#### PROMPT A
In the text about New York's population, what was the state's total in the April 2020 census count?
#### PROMPT B
Pick up the text on New York's population shifts after its final sentence and keep writing.

#### READING TEXT
The net outflow of New Yorkers to other states has topped the 1 million mark since 2020, while the flow of migrants into the Empire State from other countries was even larger than originally estimated during that same period, according to the latest U.S. Census Bureau estimates.

But New York was also hit hard by what the Census Bureau calls a “historic decline in net international migration”—meaning far fewer immigrants arriving from abroad—over the 12 months from July 2024 through June 2025. With New Yorkers continuing to leave the state at a steady pace, a modest two-year rebound in the Empire State’s population came to a halt—with all signs pointing to renewed decline in the second half of this decade.

New York’s total population hit a record 20,203,696 in the April 2020 census count—but then dropped by about 368,000 in the two years following the Covid-19 outbreak. Subsequent estimates showed a surge of foreign migrants made up for some of that decline during the next two years. However, the latest change in the state’s population was virtually no change at all—an estimated gain of just over 1,076 people during the 12-month period ending last July 1.

For the U.S. as a whole (including the District of Columbia and Puerto Rico), the mid-2025 population count came to 341,784,857, a modest increase of 1 percent, or 1.778 million, over the mid-2024 estimate. Measuring from April 2020, the national total was up 10 million, or roughly 3.1 percent.

By contrast, New York’s population is still down a net 201,269 from the 2020 Census count—the biggest population decline of any state.

Continuing a long-term trend, the negative drag on the Empire State’s headcount continued to be net domestic migration—the difference between the number moving into New York and the number moving out. The 2024–25 net outflow of 137,586 New York residents brought the state’s total five-year domestic migration loss to just over 1 million. Only California has lost more people to the rest of the country during the same period. However, relative to its base population as of the last Census, New York’s rate of decline in the 2020s has remained the largest of any state’s.

Including a significant upward adjustment in the previous Census Bureau estimate, the latest data indicate the Empire State took in more than 290,637 foreign migrants in 2023–24—the highest single-year total for that category in at least a century. But New York State’s influx of residents from overseas—including roughly a quarter-million border-crossers housed and fed by New York City at an estimated taxpayer cost of $12 billion—had dwindled by mid-2025. Reflecting a border-crossing slowdown dating back to the final months of the Biden administration, international migration to the Empire State in the latest 12-month period fell by a full two-thirds, to 95,634.

#### THE DATA
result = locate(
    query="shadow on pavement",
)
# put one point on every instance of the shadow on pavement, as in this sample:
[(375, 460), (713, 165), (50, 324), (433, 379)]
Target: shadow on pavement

#### ANSWER SPACE A
20,203,696 people.

#### ANSWER SPACE B
New York is one of only seven states to have experienced a net drop in total population since 2020, according to the estimates. Three of them—West Virginia, Mississippi, and Louisiana—are chronically poor and economically sluggish. A fourth, Hawaii, has struggled to recover from the pandemic’s impact on tourism.  

Among the biggest post-2020 demographic losers—Illinois, California, and New York—the common denominator has been politics. All three states are dominated by progressive Democrats. On a proportional basis, New York’s 1 percent population decline since 2020 exceeded the 0.8 percent and 0.5 percent declines experienced by Illinois and California, respectively. Only West Virginia and Hawaii, both down 1.5 percent, have lost a bigger share of their latest Census base.

On the opposite extreme, the states with the biggest population gains were Texas and Florida, which have grown by about 2.6 million and 1.9 million residents, respectively, since 2020, the Census Bureau estimates. In the latest year alone, Texas added 391,243 and Florida added 196,680 residents.

The 2024–25 state estimates do not include county-level counts (they are scheduled for release in a few months), nor do they indicate the destinations of interstate movers. Based on previous trends, New York’s foreign and domestic migration shifts most likely have remained concentrated in New York City and its suburbs, while the decline in total population has been felt disproportionately in aging rural counties of Upstate New York.

The latest Census Bureau estimates put New York’s 2024–25 components of population change in near-perfect equilibrium, with the “natural increase” of births minus deaths balancing out the net loss to migration. It’s unlikely to remain this stable, however.

With the U.S. border now shut tight and deportations ongoing, international migration is likely to decline further. Meantime, the housing market has begun to thaw elsewhere in the country—especially in growing Southern states, which have been attractive destinations for a good share of New York’s outmigrants. Given these trends, New York is most likely headed for a further population decline in the second half of the 2020s.